Directions for this task
This task requires every entry to be set down again exactly.

◆ ◆ ◆ ◆

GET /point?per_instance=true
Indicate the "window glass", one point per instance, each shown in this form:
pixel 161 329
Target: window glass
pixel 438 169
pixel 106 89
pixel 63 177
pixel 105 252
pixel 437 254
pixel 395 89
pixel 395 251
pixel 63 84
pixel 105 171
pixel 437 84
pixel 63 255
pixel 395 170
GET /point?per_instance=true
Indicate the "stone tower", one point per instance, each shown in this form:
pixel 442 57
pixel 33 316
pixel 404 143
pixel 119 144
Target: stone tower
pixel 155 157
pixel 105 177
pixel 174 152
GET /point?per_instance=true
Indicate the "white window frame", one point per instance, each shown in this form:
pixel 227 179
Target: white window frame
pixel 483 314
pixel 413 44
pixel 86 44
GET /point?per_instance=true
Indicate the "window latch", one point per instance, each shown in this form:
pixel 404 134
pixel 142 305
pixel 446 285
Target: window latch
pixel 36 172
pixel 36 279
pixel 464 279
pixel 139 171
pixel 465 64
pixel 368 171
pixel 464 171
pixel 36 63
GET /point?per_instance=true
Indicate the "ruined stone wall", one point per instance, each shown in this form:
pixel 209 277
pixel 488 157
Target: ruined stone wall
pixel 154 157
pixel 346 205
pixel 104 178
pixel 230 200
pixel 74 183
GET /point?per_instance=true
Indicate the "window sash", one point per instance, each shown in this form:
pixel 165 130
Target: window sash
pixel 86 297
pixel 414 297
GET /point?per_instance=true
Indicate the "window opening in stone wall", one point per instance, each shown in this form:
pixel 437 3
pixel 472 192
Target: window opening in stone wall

◆ ◆ ◆ ◆

Solution for this exercise
GET /point?per_instance=true
Indicate the "window glass", one point per instance, each shown in this form:
pixel 161 329
Target: window glass
pixel 438 169
pixel 106 89
pixel 63 177
pixel 105 252
pixel 437 254
pixel 395 89
pixel 395 251
pixel 63 84
pixel 105 171
pixel 437 84
pixel 63 255
pixel 395 170
GET /point?per_instance=true
Indicate the "stone tower", one point per instance, each shown in this form:
pixel 442 57
pixel 33 316
pixel 404 143
pixel 119 144
Target: stone tower
pixel 155 157
pixel 105 177
pixel 174 152
GET /point?per_instance=true
Indicate the "white window frame", one point per instance, each shown in this form:
pixel 227 179
Target: white window frame
pixel 483 314
pixel 413 44
pixel 86 44
GET /point?per_instance=true
Indicate the "window latch", one point per instance, each shown in this form:
pixel 404 134
pixel 142 305
pixel 446 285
Target: window latch
pixel 36 172
pixel 36 279
pixel 464 279
pixel 139 171
pixel 465 64
pixel 368 171
pixel 464 171
pixel 36 63
GET /point?per_instance=true
Indicate the "ruined stone wall", one point per instance, each shown in this form:
pixel 209 277
pixel 488 157
Target: ruined stone wall
pixel 154 157
pixel 346 205
pixel 104 178
pixel 230 200
pixel 74 183
GET /point?per_instance=true
Indicate the "window sash", one point per instance, each shown in this form:
pixel 165 130
Target: window sash
pixel 86 297
pixel 414 297
GET /point?per_instance=true
Indicate the "window opening in stone wall", one point per instance, each shown in this form:
pixel 437 3
pixel 472 192
Target: window opening in stone wall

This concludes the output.